--- START OF Reading passage ---

Re: [PATCH 3/5] xfs: remove a superflous hash lookup when inserting new buffers

Dave Chinner <david@xxxxxxxxxxxxx> · Mon, 4 Apr 2022 09:04:52 +1000

On Sun, Apr 03, 2022 at 02:01:17PM +0200, Christoph Hellwig wrote:
> xfs_buf_get_map has a bit of a strange structure where the xfs_buf_find
> helper is called twice before we actually insert a new buffer on a cache
> miss.  Given that the rhashtable has an interface to insert a new entry
> and return the found one on a conflict we can easily get rid of the
> double lookup by using that.

We can do that without completely rewriting this code.

        spin_lock(&pag->pag_buf_lock);
	if (!new_bp) {
		bp = rhashtable_lookup_fast(&pag->pag_buf_hash, &cmap,
					    xfs_buf_hash_params);
		if (!bp) {
			error = -ENOENT;
			goto not_found;
		}
	} else {
		bp = rhashtable_lookup_get_insert_fast(&pag->pag_buf_hash,
				&new_bp->b_rhash_head, xfs_buf_hash_params);
		if (IS_ERR(bp)) {
			error = PTR_ERR(*bpp);
			goto not_found;
		}
		if (!bp) {
			/*
			 * Inserted new buffer, it keeps the perag reference until
			 * it is freed.

--- END OF Reading passage ---

◆ Stated goal A
According to the XFS patch review, what does the rhashtable have an interface to do?
◆ Stated goal B
Update the XFS patch review by giving everything from "Dave Chinner <david@xxxxxxxxxxxxx>" down to "rewriting this code." again, with "strange" replaced by "unusual".
◆ Stated goal C
Write what follows the last line of the XFS patch review.

--- START OF Records supplied ---

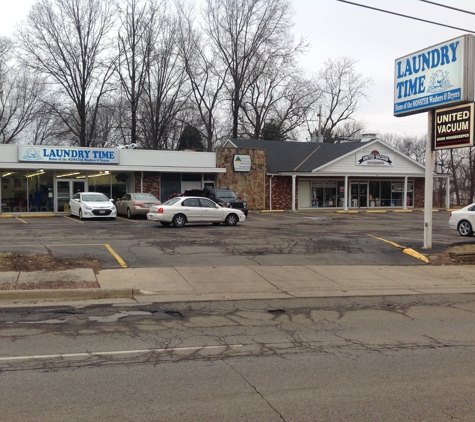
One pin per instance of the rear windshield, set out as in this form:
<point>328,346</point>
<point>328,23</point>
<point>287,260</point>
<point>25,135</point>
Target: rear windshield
<point>145,197</point>
<point>226,194</point>
<point>94,198</point>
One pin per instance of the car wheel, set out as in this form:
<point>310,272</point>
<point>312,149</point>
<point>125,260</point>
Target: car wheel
<point>179,220</point>
<point>231,220</point>
<point>465,228</point>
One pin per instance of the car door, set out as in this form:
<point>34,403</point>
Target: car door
<point>209,212</point>
<point>191,208</point>
<point>122,204</point>
<point>74,204</point>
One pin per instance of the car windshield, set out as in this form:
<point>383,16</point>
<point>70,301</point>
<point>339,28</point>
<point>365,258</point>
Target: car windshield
<point>145,197</point>
<point>226,194</point>
<point>95,198</point>
<point>173,200</point>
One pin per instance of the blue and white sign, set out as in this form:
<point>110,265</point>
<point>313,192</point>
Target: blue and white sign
<point>68,155</point>
<point>434,77</point>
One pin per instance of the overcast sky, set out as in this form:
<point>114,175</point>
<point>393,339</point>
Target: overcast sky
<point>375,39</point>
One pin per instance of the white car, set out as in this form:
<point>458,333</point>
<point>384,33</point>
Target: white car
<point>463,220</point>
<point>92,205</point>
<point>190,209</point>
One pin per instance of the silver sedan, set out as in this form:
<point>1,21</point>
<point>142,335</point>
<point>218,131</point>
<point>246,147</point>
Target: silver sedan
<point>181,210</point>
<point>463,220</point>
<point>132,204</point>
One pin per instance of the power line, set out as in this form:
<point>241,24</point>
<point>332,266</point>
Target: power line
<point>448,7</point>
<point>407,16</point>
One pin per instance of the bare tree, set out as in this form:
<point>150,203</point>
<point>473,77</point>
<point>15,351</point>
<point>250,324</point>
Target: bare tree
<point>343,89</point>
<point>136,39</point>
<point>247,35</point>
<point>19,95</point>
<point>206,74</point>
<point>166,90</point>
<point>67,41</point>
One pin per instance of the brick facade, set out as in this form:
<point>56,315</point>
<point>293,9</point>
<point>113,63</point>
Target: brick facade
<point>250,186</point>
<point>151,183</point>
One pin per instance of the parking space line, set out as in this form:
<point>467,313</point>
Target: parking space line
<point>73,219</point>
<point>127,219</point>
<point>119,259</point>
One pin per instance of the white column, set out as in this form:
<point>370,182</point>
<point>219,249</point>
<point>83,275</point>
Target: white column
<point>293,192</point>
<point>404,198</point>
<point>346,193</point>
<point>429,186</point>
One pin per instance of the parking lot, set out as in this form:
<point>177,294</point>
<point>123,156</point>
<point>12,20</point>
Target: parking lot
<point>325,238</point>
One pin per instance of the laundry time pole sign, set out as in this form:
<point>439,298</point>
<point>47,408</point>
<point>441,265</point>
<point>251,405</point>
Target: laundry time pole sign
<point>438,76</point>
<point>453,127</point>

--- END OF Records supplied ---

◆ Final result A
It can insert a new entry and return the found one on a conflict.

◆ Final result B
Dave Chinner <david@xxxxxxxxxxxxx> · Mon, 4 Apr 2022 09:04:52 +1000

On Sun, Apr 03, 2022 at 02:01:17PM +0200, Christoph Hellwig wrote:
> xfs_buf_get_map has a bit of a unusual structure where the xfs_buf_find
> helper is called twice before we actually insert a new buffer on a cache
> miss.  Given that the rhashtable has an interface to insert a new entry
> and return the found one on a conflict we can easily get rid of the
> double lookup by using that.

We can do that without completely rewriting this code.

◆ Final result C
			 */
			new_bp->b_pag = pag;
			spin_unlock(&pag->pag_buf_lock);
			*found_bp = new_bp;
			return 0;
		}
	}

	atomic_inc(&bp->b_hold);
        spin_lock(&pag->pag_buf_lock);
	xfs_perag_put(pag);

	<lock buffer>

	*found_bp = bp;
	return 0;

not_found:
	spin_lock(&pag->pag_buf_lock); 
	xfs_perag_put(pag);
	return error;
}

And now we have the existing code with the the optimised rhashtable
insertion. I'd much prefer this be separated out like this so that
this rhashtable usage change is a separate bisectable commit to all
the other changes.

I'm also not sold on moving where we allocate the buffer allocation
as done in this patch because:

> +static int
> +xfs_buf_insert(
> +	struct xfs_buftarg	*btp,
> +	struct xfs_buf_map	*map,
> +	int			nmaps,
> +	xfs_buf_flags_t		flags,
> +	struct xfs_perag	*pag,
> +	struct xfs_buf		**bpp)
> +{
> +	int			error;
> +	struct xfs_buf		*bp;
> +
> +	error = _xfs_buf_alloc(btp, map, nmaps, flags, &bp);
> +	if (error)
> +		return error;
> +
> +	/*
> +	 * For buffers that fit entirely within a single page, first attempt to
> +	 * allocate the memory from the heap to minimise memory usage. If we
> +	 * can't get heap memory for these small buffers, we fall back to using
> +	 * the page allocator.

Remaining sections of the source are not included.